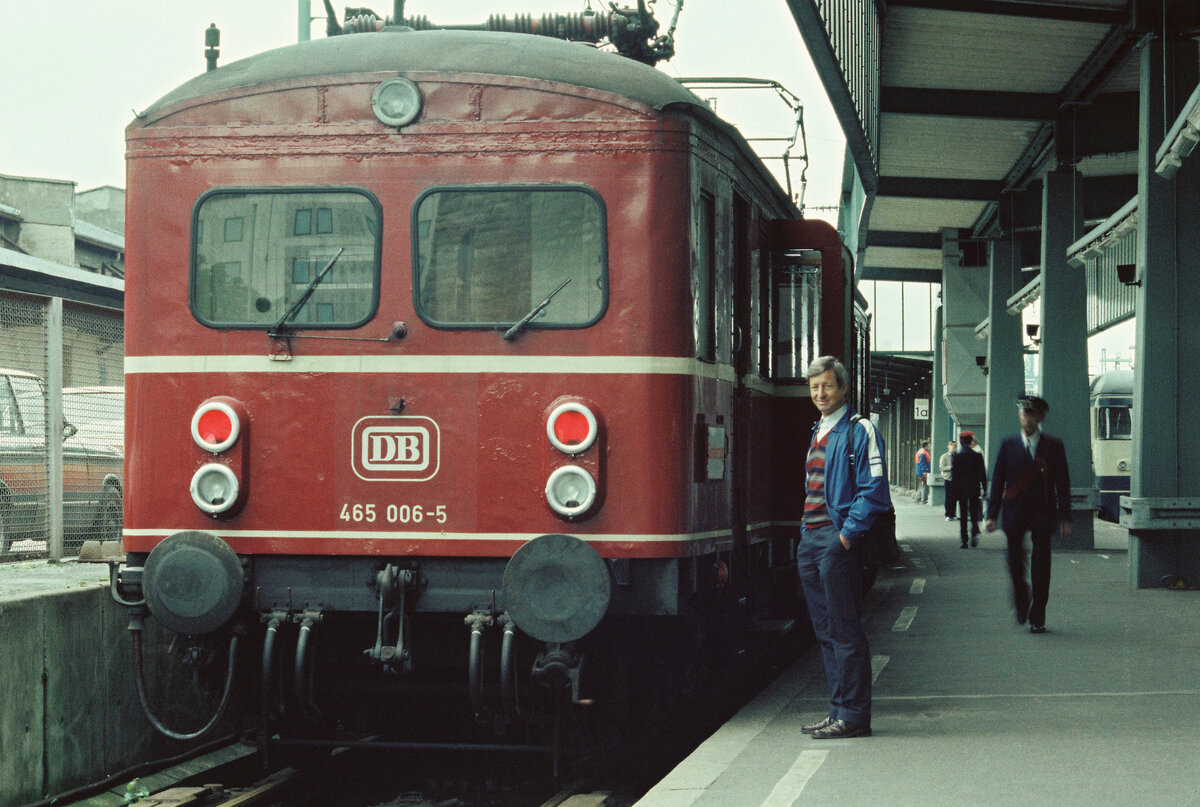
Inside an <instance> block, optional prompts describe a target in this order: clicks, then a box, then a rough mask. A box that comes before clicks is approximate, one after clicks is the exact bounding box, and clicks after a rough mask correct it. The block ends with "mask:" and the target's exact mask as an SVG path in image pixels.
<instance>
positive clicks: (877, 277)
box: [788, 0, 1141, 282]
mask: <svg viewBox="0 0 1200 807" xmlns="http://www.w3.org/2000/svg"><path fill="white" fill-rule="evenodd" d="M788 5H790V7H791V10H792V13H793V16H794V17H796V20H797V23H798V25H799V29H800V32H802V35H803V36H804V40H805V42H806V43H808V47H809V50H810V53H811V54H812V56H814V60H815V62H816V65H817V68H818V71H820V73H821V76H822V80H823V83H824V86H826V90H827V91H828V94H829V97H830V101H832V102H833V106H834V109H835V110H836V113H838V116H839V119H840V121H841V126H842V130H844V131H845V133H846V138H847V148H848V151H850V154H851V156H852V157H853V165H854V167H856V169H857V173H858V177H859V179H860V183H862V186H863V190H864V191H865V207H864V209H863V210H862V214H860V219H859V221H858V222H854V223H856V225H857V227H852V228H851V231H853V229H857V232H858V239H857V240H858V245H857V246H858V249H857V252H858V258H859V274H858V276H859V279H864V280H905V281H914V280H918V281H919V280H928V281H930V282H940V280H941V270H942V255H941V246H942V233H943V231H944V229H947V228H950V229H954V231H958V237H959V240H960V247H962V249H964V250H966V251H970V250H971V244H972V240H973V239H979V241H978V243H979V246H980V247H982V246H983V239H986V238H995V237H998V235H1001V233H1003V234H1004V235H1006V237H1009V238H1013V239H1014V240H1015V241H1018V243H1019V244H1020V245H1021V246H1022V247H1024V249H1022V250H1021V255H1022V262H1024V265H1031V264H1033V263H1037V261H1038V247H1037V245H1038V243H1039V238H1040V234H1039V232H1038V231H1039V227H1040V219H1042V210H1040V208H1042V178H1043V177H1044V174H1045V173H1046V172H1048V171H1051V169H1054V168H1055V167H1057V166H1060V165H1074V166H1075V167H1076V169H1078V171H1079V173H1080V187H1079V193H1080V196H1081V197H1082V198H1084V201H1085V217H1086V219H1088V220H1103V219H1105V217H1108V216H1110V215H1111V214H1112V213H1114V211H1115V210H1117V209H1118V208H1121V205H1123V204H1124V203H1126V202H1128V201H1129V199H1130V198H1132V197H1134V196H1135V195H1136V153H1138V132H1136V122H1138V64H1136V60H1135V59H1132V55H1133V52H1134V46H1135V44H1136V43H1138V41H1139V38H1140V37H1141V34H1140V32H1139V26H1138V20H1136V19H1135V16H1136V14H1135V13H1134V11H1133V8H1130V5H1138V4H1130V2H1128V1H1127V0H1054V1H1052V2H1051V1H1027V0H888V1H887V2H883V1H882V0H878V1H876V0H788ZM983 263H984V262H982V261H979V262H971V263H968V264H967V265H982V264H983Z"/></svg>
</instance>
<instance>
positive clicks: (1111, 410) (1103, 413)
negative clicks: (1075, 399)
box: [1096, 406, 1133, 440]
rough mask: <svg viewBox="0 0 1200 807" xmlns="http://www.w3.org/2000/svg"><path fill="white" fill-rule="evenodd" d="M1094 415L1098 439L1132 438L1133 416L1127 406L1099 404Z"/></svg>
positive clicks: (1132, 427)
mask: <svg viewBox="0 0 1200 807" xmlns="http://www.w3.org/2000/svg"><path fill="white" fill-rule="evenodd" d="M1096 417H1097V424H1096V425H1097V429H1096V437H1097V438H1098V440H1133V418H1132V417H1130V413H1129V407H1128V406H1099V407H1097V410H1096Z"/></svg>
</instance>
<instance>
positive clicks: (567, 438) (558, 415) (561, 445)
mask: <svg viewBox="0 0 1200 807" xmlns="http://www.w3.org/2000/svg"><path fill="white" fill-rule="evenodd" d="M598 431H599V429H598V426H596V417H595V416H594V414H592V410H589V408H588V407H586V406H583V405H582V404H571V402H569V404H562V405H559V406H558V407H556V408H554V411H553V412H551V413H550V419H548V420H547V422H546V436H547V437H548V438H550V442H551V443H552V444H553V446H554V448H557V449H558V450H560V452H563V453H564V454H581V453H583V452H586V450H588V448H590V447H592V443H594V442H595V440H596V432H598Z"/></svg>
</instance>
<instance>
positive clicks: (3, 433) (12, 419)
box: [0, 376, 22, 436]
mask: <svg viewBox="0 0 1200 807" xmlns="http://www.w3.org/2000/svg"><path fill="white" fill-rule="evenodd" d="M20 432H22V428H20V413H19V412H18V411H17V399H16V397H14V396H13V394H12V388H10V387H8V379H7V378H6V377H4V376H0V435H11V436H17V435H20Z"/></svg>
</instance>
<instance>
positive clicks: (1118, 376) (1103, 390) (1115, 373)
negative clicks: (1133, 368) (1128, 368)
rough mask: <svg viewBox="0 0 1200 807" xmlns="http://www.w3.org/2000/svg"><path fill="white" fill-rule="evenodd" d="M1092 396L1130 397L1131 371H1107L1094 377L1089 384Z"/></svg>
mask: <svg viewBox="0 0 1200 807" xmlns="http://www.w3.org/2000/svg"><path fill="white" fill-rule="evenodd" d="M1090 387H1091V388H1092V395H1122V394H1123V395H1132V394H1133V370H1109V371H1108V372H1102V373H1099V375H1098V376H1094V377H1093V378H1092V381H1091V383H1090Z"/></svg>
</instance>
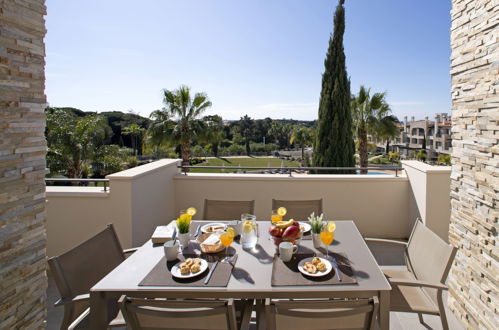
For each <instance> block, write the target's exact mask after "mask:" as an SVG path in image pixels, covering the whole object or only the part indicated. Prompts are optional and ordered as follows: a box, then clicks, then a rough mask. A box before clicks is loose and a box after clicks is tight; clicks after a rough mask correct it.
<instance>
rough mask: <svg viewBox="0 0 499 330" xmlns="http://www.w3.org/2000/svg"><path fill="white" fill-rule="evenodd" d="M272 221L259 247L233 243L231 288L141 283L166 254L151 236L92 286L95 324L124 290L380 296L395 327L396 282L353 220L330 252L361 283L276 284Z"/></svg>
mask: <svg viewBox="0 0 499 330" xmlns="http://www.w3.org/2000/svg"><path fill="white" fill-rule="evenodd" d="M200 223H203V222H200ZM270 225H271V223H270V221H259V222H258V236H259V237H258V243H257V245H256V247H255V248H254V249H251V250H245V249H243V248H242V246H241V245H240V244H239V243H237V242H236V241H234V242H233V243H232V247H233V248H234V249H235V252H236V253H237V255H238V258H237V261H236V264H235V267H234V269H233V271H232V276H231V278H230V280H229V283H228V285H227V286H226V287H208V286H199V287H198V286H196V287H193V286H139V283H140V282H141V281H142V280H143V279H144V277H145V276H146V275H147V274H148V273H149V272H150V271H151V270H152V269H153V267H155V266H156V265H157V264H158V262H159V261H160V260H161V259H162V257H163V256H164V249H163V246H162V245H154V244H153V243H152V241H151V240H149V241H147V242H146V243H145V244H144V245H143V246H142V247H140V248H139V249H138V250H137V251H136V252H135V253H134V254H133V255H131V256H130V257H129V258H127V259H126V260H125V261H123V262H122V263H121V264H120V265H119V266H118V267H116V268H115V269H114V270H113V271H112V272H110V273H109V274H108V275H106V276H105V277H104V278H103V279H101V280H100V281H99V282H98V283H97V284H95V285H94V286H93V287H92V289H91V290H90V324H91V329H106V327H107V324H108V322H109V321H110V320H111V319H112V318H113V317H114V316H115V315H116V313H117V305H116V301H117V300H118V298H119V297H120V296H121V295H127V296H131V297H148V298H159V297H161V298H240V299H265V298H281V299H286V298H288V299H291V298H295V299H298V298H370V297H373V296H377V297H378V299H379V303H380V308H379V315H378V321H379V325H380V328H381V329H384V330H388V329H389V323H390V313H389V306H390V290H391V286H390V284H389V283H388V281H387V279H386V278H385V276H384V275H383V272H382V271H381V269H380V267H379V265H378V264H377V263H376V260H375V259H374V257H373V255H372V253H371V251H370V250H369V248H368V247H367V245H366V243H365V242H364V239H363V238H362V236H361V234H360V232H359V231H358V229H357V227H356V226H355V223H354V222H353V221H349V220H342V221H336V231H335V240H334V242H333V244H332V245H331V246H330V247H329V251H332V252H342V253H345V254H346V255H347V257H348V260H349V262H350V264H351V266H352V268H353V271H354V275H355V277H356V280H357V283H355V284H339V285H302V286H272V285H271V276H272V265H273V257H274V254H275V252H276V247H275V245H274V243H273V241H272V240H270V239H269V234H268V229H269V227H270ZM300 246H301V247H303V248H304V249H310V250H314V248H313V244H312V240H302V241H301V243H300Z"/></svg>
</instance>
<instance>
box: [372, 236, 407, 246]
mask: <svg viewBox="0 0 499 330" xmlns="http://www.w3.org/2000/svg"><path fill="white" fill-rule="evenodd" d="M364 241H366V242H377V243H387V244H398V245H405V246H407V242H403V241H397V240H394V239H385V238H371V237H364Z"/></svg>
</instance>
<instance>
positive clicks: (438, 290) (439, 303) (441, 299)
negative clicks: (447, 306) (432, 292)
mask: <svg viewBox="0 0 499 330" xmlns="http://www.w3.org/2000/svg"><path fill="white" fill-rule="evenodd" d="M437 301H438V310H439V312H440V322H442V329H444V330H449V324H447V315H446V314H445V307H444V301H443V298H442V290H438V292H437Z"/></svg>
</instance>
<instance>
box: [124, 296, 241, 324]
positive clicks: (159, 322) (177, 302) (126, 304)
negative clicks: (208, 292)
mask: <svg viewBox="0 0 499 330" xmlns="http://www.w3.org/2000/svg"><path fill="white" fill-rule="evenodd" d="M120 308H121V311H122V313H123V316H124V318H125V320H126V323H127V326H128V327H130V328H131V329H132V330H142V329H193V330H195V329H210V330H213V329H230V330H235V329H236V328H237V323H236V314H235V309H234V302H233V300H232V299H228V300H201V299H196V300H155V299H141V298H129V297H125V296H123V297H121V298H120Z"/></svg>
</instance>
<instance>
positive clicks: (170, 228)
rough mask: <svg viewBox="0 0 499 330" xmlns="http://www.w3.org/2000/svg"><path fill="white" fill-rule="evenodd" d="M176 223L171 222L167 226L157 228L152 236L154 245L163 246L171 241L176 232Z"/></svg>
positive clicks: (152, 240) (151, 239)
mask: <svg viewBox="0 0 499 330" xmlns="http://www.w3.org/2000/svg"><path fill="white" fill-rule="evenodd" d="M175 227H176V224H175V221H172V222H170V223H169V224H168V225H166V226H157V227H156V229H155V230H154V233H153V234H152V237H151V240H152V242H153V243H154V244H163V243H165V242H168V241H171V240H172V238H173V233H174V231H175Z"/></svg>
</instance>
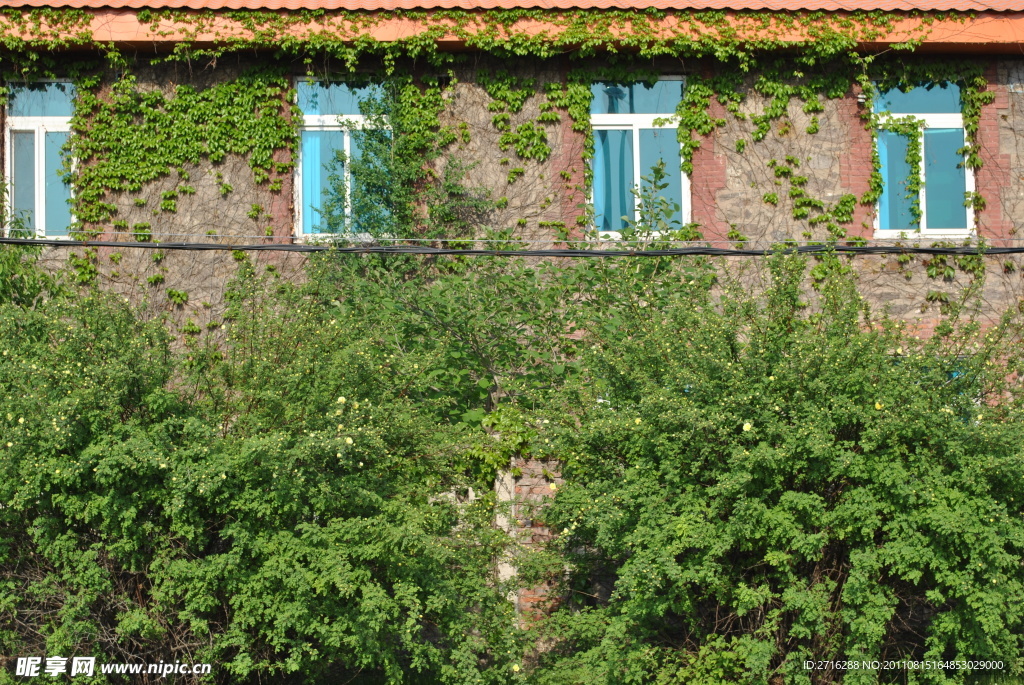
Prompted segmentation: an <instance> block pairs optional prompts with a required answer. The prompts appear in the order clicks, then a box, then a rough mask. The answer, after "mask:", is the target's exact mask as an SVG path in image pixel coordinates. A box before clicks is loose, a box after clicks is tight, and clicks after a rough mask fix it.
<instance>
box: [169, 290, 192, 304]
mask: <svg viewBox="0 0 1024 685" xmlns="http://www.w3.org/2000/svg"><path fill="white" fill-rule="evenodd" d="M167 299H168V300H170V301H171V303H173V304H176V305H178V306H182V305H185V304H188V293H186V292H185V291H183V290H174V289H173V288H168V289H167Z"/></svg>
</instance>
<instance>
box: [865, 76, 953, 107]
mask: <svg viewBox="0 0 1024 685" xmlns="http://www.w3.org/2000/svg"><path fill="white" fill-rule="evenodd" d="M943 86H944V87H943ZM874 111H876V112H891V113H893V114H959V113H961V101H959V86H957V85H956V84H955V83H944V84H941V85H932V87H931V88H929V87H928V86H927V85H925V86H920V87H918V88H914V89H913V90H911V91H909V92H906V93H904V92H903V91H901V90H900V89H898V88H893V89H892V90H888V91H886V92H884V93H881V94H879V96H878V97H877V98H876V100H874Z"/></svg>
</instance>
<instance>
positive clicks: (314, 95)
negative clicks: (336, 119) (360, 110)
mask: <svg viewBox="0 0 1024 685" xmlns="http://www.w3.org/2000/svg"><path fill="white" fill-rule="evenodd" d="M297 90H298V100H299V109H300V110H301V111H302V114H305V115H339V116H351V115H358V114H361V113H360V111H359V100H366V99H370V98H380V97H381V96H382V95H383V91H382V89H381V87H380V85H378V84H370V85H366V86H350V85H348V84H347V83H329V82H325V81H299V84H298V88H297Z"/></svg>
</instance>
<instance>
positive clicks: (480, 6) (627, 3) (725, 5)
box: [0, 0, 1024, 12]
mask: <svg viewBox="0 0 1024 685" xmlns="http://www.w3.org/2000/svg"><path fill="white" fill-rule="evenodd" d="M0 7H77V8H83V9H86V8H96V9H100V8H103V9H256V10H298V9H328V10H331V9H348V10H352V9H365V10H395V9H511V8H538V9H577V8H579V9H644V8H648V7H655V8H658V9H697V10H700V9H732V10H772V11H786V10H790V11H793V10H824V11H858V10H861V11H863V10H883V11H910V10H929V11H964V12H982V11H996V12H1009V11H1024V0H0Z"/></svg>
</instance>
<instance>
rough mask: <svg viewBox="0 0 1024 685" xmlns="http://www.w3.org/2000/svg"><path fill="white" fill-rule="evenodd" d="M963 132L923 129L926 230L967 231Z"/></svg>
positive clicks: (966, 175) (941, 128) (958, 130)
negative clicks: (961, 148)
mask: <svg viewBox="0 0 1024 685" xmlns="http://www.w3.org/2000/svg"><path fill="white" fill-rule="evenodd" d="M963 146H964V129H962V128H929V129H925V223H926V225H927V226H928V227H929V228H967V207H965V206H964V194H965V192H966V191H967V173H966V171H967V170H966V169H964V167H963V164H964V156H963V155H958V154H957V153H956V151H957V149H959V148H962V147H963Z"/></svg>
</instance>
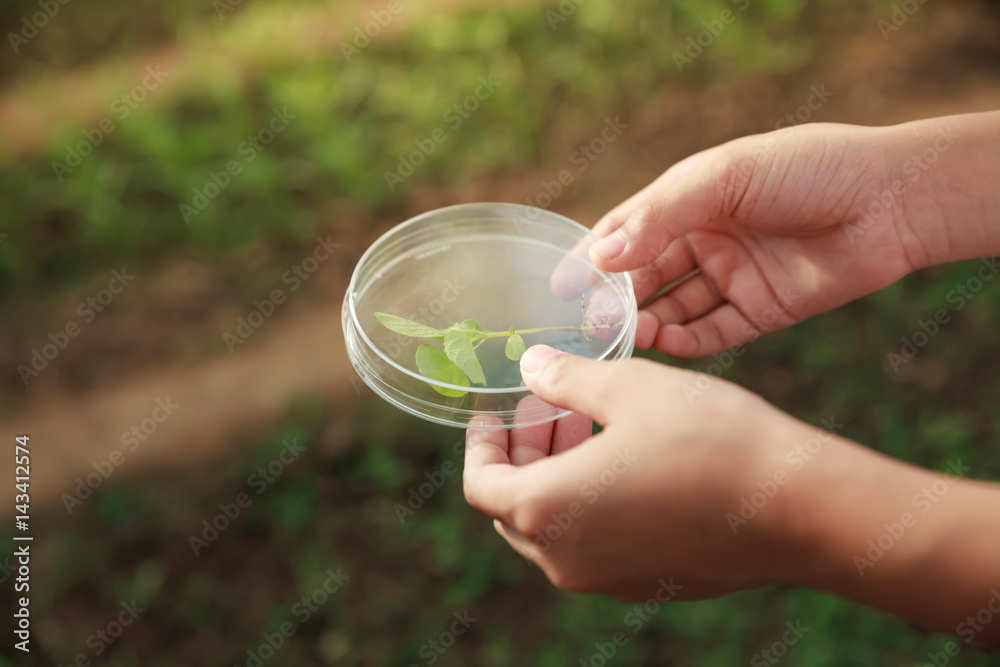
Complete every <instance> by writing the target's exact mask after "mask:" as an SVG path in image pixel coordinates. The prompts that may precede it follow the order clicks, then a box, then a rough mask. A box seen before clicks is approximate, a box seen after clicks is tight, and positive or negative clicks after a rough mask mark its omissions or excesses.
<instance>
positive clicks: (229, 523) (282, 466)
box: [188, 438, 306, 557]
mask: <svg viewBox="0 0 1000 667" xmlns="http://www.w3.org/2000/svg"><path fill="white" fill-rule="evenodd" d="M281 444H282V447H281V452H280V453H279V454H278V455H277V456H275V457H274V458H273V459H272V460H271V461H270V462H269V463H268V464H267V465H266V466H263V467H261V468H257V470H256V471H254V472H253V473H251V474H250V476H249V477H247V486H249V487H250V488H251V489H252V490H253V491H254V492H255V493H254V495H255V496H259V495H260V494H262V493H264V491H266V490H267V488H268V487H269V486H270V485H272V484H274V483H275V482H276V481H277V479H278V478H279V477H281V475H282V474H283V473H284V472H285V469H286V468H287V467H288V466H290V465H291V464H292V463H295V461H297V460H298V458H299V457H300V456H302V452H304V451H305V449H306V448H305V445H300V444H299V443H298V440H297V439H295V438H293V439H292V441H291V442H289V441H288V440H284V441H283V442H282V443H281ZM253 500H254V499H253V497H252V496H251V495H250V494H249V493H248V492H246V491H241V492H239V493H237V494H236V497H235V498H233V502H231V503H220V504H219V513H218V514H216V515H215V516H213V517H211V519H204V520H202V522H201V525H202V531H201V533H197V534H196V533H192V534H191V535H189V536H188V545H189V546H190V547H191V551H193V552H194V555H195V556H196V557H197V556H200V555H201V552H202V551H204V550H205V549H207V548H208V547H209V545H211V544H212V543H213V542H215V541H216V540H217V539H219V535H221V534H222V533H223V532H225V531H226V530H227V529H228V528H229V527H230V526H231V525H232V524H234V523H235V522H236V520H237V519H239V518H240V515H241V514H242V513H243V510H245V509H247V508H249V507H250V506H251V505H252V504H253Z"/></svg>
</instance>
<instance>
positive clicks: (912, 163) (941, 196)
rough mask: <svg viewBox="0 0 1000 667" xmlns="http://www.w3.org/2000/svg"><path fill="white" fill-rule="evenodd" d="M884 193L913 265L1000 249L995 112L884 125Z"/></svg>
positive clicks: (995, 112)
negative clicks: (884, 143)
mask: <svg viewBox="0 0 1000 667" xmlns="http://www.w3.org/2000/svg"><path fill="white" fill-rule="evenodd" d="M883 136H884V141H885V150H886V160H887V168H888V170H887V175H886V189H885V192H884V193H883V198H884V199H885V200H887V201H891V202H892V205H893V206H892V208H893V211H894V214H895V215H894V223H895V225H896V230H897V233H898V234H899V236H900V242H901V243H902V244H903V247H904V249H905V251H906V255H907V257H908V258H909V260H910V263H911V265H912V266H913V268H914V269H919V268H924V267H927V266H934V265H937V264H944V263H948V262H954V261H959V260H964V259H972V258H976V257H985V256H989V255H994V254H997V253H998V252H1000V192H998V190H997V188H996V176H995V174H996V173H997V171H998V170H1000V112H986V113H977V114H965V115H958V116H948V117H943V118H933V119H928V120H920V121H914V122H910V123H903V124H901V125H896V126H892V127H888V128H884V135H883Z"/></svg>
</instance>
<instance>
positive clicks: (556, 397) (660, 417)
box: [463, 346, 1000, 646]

◇ ◇ ◇ ◇ ◇

-- Task brief --
Copy whichever lines above contain the string "loose".

-- Task answer --
For each <instance> block, write the target's exact mask after "mask:" as an SVG path in image pixels, covering the whole object or only the part indicated. Prompts are optional and ordered as follows: a box, then clicks, then a rough mask. A box before clicks is loose and a box after clicks is tight; clicks after a rough mask correct it.
Prompted segmentation: an <instance> block pairs optional prompts with a required answer. The prompts appear in the order clicks, then a box, then a rough mask. The answer, after "mask:", is the target's exact mask as an SVG path in image pixel coordinates. A box before clicks is loose, a box after clicks is tight, and clicks after a rough mask fix it.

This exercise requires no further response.